■ Your task:
Where pictures appear, omit them, and copy exactly only the lines from the start of the listing through the line containing "Point to the console", both included.

■ Data section:

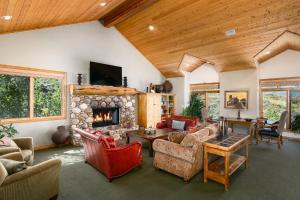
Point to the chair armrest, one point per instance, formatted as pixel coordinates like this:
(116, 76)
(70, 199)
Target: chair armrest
(174, 150)
(191, 129)
(6, 150)
(161, 125)
(24, 142)
(42, 172)
(17, 156)
(122, 159)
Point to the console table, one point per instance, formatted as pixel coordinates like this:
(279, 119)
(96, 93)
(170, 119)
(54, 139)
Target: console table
(243, 122)
(221, 169)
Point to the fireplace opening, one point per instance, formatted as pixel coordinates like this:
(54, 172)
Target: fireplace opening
(105, 117)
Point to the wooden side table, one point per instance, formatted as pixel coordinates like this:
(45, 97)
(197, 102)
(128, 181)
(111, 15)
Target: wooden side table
(221, 169)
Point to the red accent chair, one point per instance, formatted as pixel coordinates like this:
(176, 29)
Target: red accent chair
(113, 161)
(190, 123)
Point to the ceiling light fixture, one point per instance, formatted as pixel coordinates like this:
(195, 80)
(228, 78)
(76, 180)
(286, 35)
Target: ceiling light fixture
(230, 32)
(103, 4)
(151, 27)
(6, 17)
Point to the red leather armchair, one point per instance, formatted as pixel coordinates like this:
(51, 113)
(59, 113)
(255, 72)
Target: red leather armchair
(110, 160)
(190, 123)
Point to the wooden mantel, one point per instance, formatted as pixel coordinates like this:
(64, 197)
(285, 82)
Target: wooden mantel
(101, 90)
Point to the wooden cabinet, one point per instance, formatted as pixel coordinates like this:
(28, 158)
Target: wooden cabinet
(149, 109)
(153, 107)
(167, 105)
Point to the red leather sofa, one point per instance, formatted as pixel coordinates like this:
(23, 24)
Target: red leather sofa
(190, 123)
(113, 161)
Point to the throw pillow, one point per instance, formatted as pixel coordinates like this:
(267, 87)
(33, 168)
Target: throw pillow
(108, 141)
(178, 125)
(5, 141)
(13, 166)
(188, 141)
(176, 137)
(3, 173)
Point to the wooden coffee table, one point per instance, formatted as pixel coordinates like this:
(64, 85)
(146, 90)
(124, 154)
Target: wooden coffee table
(159, 134)
(221, 169)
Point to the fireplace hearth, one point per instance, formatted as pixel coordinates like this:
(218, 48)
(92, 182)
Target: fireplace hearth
(105, 117)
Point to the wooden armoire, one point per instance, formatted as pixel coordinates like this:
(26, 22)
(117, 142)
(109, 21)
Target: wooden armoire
(149, 109)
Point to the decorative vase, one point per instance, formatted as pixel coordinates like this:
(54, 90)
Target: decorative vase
(125, 83)
(79, 79)
(61, 136)
(159, 88)
(167, 85)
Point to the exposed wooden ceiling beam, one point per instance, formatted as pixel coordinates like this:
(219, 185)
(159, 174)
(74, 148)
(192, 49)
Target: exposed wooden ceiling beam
(286, 40)
(126, 10)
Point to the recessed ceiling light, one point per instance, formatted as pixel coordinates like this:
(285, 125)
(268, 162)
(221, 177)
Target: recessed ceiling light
(151, 27)
(103, 4)
(230, 32)
(6, 17)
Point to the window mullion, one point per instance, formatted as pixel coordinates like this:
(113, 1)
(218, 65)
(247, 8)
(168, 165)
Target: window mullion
(31, 97)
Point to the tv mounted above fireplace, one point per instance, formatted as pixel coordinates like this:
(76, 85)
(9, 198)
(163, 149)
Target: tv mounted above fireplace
(103, 74)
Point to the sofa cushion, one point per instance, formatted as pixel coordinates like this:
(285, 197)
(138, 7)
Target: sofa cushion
(26, 154)
(13, 166)
(3, 173)
(176, 136)
(191, 139)
(5, 141)
(108, 141)
(178, 125)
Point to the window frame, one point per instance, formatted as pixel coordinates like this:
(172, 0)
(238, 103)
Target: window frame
(37, 73)
(277, 82)
(205, 89)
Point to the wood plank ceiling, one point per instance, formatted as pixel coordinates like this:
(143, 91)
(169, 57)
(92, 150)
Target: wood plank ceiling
(34, 14)
(197, 27)
(186, 33)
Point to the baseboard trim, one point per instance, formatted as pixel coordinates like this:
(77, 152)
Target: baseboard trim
(291, 139)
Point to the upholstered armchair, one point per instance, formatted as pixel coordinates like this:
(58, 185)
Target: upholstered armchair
(185, 159)
(24, 145)
(272, 131)
(38, 182)
(113, 161)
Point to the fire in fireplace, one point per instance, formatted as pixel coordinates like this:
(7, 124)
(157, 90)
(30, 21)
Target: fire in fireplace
(105, 116)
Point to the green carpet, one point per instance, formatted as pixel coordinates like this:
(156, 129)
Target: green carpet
(272, 174)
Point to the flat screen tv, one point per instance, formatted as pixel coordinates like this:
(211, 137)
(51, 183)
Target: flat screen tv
(103, 74)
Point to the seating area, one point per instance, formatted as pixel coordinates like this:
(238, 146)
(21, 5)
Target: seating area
(152, 99)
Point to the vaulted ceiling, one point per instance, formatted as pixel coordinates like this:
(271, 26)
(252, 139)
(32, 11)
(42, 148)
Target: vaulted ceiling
(186, 33)
(197, 27)
(33, 14)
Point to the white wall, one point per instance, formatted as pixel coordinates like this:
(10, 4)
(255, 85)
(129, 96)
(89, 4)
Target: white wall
(178, 88)
(204, 74)
(71, 48)
(286, 64)
(240, 80)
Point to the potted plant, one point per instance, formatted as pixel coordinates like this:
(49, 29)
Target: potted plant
(195, 107)
(296, 124)
(7, 130)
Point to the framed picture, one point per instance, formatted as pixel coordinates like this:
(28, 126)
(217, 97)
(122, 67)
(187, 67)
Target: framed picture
(236, 99)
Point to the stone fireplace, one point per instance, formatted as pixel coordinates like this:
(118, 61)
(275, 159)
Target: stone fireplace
(110, 113)
(105, 116)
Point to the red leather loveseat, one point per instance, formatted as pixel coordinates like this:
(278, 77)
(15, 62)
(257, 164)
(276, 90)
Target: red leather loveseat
(190, 123)
(102, 153)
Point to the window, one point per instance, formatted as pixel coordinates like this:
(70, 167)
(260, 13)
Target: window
(28, 94)
(278, 95)
(210, 95)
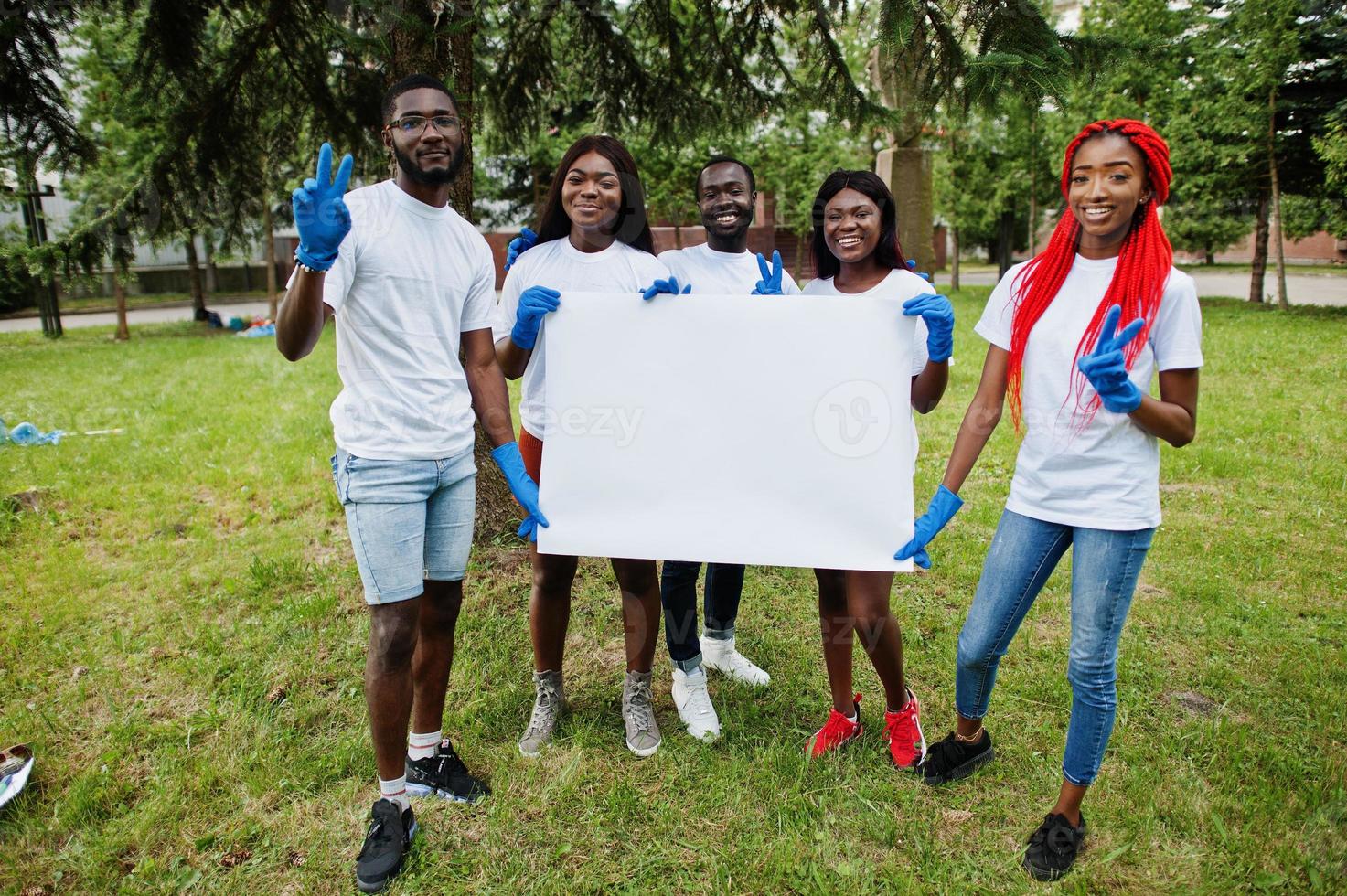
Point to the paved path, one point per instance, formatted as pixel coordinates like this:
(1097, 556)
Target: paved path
(1303, 289)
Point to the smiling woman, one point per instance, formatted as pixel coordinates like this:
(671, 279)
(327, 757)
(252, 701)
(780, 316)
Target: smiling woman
(593, 238)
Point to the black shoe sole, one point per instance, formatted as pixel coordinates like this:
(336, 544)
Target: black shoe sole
(378, 887)
(960, 771)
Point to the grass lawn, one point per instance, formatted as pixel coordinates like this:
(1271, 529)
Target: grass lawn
(184, 637)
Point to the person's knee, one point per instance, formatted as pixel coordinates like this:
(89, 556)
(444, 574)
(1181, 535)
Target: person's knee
(442, 600)
(680, 573)
(552, 576)
(635, 577)
(392, 635)
(831, 591)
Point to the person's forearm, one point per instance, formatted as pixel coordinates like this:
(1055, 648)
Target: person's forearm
(490, 400)
(979, 422)
(512, 358)
(928, 386)
(299, 321)
(1165, 421)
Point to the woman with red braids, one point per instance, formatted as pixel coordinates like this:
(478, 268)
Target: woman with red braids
(1087, 475)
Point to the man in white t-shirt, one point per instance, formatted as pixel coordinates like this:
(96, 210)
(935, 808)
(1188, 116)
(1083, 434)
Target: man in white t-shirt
(726, 196)
(410, 284)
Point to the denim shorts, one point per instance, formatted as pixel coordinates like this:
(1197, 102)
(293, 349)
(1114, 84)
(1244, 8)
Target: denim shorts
(409, 520)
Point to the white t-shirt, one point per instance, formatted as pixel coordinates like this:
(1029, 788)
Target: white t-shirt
(711, 271)
(407, 281)
(1106, 475)
(902, 284)
(560, 266)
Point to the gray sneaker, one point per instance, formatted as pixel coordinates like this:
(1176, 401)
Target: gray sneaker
(643, 733)
(549, 702)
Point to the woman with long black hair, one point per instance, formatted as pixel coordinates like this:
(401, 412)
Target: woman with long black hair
(857, 252)
(1087, 475)
(593, 238)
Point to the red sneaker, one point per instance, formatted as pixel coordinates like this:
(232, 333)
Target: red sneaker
(837, 731)
(903, 731)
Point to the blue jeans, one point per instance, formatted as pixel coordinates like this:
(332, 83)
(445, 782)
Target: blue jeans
(678, 593)
(1105, 566)
(409, 520)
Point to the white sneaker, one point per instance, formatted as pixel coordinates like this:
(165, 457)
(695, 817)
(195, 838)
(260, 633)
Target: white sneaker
(729, 662)
(694, 705)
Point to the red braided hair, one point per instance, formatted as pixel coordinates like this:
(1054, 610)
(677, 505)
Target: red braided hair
(1137, 283)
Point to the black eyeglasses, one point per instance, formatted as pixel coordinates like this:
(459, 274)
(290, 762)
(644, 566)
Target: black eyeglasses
(410, 124)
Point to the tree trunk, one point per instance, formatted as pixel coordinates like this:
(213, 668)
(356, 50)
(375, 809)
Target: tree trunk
(198, 295)
(1276, 201)
(119, 293)
(1033, 187)
(954, 263)
(268, 232)
(907, 170)
(1005, 243)
(211, 273)
(1259, 261)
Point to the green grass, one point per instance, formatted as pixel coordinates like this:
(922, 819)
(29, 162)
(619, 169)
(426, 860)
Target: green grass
(184, 637)
(1292, 267)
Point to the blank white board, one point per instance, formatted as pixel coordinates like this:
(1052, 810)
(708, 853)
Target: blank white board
(732, 429)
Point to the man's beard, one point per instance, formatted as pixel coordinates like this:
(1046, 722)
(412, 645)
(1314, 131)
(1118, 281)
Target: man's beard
(432, 178)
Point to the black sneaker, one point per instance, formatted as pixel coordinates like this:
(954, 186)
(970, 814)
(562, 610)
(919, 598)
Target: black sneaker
(387, 842)
(444, 775)
(1053, 848)
(951, 759)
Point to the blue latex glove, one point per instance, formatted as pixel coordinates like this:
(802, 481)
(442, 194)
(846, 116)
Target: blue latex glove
(511, 464)
(943, 506)
(534, 304)
(1106, 367)
(518, 245)
(939, 318)
(666, 286)
(321, 213)
(771, 282)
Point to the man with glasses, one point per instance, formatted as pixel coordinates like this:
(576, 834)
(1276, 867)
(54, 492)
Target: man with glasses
(410, 283)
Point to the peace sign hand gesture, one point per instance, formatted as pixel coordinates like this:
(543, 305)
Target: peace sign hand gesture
(1106, 368)
(321, 213)
(771, 282)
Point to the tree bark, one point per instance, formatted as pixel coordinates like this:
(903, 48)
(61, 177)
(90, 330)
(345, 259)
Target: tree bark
(211, 273)
(1259, 261)
(268, 232)
(119, 293)
(905, 166)
(907, 170)
(954, 261)
(198, 295)
(1005, 243)
(436, 39)
(1276, 201)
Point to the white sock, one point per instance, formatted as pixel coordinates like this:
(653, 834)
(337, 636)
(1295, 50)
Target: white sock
(423, 745)
(396, 791)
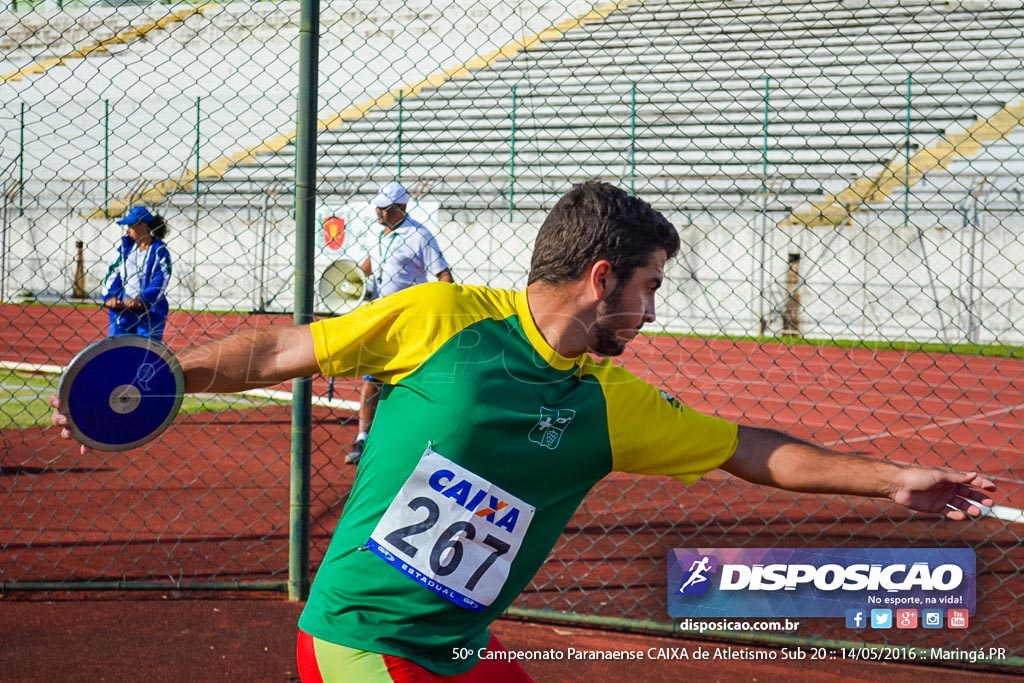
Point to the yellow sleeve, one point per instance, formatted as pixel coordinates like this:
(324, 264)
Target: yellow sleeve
(652, 433)
(389, 338)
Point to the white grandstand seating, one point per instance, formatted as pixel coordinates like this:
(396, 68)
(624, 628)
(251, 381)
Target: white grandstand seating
(837, 107)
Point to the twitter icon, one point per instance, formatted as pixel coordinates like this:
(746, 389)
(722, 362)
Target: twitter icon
(882, 619)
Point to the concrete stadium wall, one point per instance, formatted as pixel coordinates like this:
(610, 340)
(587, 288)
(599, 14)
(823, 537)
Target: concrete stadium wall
(867, 281)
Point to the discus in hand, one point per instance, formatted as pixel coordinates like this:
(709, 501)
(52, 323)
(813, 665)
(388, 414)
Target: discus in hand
(121, 392)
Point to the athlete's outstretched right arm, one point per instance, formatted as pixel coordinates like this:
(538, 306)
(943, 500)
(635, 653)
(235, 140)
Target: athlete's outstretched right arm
(250, 359)
(245, 360)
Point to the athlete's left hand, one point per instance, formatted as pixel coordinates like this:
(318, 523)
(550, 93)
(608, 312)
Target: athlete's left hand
(953, 495)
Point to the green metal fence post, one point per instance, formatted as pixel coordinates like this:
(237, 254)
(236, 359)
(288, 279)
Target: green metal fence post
(398, 173)
(633, 140)
(762, 275)
(305, 198)
(512, 159)
(107, 158)
(906, 154)
(20, 164)
(198, 114)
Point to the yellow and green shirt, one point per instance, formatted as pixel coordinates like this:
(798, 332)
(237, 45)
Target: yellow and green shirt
(484, 442)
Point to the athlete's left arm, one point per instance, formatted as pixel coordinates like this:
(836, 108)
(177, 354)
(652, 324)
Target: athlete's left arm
(773, 459)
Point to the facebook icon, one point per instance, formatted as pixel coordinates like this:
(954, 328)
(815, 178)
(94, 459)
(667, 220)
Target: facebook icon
(855, 619)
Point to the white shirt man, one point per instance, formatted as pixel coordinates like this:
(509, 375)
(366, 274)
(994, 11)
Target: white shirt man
(406, 254)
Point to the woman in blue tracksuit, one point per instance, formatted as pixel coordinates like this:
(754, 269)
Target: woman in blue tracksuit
(136, 282)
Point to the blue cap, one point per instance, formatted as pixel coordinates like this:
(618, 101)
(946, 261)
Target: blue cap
(390, 194)
(138, 214)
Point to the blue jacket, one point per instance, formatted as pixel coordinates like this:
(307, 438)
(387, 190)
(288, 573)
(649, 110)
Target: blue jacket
(156, 278)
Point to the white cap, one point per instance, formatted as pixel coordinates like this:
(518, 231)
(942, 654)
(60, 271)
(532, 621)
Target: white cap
(390, 194)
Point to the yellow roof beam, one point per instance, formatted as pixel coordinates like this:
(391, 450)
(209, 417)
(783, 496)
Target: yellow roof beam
(218, 167)
(837, 209)
(125, 37)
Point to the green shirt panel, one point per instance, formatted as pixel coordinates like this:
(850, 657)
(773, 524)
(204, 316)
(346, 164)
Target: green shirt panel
(473, 378)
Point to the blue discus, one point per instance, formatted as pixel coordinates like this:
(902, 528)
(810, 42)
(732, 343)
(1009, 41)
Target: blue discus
(121, 392)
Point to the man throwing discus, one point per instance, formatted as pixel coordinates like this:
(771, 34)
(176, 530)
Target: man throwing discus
(496, 421)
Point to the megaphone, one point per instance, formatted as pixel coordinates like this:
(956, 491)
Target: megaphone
(342, 287)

■ Answer section:
Point to the chair armrest, one point per instance, formatted as pixel coordinates like this:
(116, 76)
(70, 199)
Target: chair armrest
(174, 150)
(191, 129)
(6, 150)
(161, 125)
(24, 142)
(42, 172)
(17, 156)
(122, 159)
Point to the console table, one point per instance, formatted as pixel coordinates like this:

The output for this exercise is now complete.